▶ [WHAT THIS TASK INVOLVES]: The answer is the full listing below, copied exactly, with its pictures omitted.
-- -- --
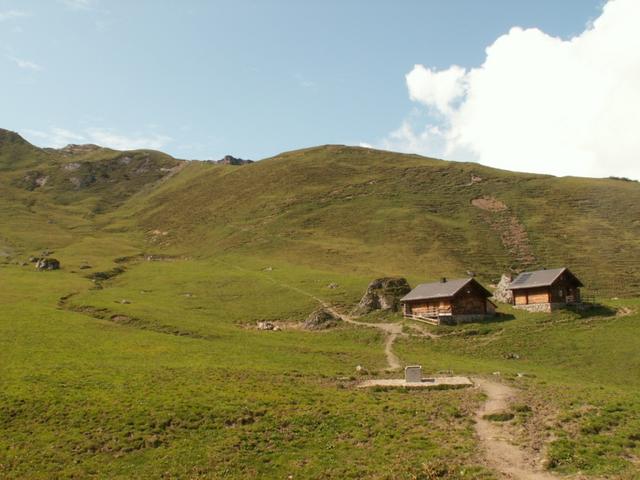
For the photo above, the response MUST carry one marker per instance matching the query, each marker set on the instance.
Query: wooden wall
(531, 295)
(470, 301)
(428, 307)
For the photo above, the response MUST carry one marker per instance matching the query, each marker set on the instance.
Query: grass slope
(158, 372)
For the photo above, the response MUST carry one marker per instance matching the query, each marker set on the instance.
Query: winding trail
(501, 453)
(392, 330)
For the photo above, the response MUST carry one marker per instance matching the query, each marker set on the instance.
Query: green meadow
(140, 357)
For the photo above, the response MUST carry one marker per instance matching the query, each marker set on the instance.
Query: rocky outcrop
(73, 149)
(321, 319)
(230, 160)
(47, 264)
(383, 294)
(502, 293)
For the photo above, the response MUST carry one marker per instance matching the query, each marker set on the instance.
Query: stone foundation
(456, 319)
(545, 307)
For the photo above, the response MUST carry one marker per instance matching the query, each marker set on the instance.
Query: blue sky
(200, 79)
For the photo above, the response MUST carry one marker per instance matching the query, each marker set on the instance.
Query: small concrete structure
(432, 382)
(413, 373)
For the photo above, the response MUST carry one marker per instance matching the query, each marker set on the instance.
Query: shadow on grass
(593, 310)
(497, 318)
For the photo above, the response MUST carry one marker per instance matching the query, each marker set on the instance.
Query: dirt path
(392, 330)
(511, 461)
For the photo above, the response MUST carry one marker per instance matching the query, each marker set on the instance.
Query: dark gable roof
(540, 278)
(447, 289)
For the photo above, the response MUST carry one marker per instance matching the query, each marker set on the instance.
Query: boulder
(321, 319)
(47, 264)
(383, 294)
(502, 293)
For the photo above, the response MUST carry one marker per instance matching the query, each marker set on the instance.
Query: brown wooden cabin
(448, 301)
(546, 290)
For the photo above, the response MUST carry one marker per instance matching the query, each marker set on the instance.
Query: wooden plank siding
(469, 301)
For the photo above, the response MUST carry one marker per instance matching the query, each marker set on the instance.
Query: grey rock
(266, 326)
(383, 294)
(502, 293)
(47, 264)
(321, 319)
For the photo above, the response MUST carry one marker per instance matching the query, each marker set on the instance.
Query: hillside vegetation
(140, 358)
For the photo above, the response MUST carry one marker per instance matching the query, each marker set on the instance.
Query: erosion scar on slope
(505, 223)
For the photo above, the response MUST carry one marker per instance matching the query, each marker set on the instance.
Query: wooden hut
-- -- --
▶ [EXERCISE OUTPUT]:
For the photo above, the response MUST carry one marker per instance matching the query, each marker set on the instance.
Query: wooden wall
(531, 295)
(470, 301)
(428, 307)
For the photo above, the response MUST carry one marker per instance matching the query, each marker set on the instance.
Query: grass slope
(158, 372)
For the photo above, the response MUST carry one marker per instance matching the query, each marker set on the instance.
Query: winding trail
(501, 453)
(392, 330)
For the photo above, the response MUST carry one marker per instance matching the query, each marker set on the instance.
Query: green meadow
(140, 357)
For the photo above, the response MUST carry one marker per instance matching the query, each marker set on the instance.
Query: rocky outcrop
(73, 149)
(321, 319)
(230, 160)
(47, 264)
(383, 294)
(502, 293)
For the photo above, the response MUST carry one marker per instance matching the query, each marker set on the instance.
Query: stone foundation
(456, 319)
(545, 307)
For the photo above, the response MUST carry one marker per instance matching the query, each marker set on the instance.
Query: blue sky
(200, 79)
For the photo above, the response MUST carry one marker per instance matching the query, each marker set on the instance.
Query: small concrete structure
(432, 382)
(413, 373)
For the photo above, the response MUST carry one marker per instance matching the query, each marker set on the instance.
Query: shadow on grass
(593, 310)
(497, 318)
For the photo above, the response MUST carry one marker per instance matching the query, each marker set on the instance.
Query: dirt path
(392, 330)
(511, 461)
For the photo above, the response MUST carry one marker per instance matching the query, each marker set on the instance.
Query: dark gable roof
(540, 278)
(447, 289)
For the photo above, the response MUST carry one marker per instance matching the query, each marker set on the instance.
Query: boulder
(321, 319)
(47, 264)
(383, 294)
(502, 293)
For the photo above, the response MUST carry one marker per instance matching the query, each marker set on the instance.
Query: brown wooden cabin
(448, 301)
(546, 290)
For the photo above, the response MUST carry one marker per instance matching the query, each marker set on the instance.
Query: wooden plank siding
(469, 301)
For the photo above, the response MUST carry one marker per instance matching the query, each marker set on the instance.
Query: grey rock
(266, 326)
(383, 294)
(502, 293)
(47, 264)
(321, 319)
For the photo above, the response MUST carry one marker per instance matching the query, each marker set on the instance.
Query: hillside vegetation
(140, 358)
For the photo above, the response MUST carry one marker per instance matching the query, each marker set on the instance.
Query: erosion scar on slope
(505, 223)
For the photo above, the response MUST carry one marker per instance matching the query, each marker set on the instance.
Query: wooden hut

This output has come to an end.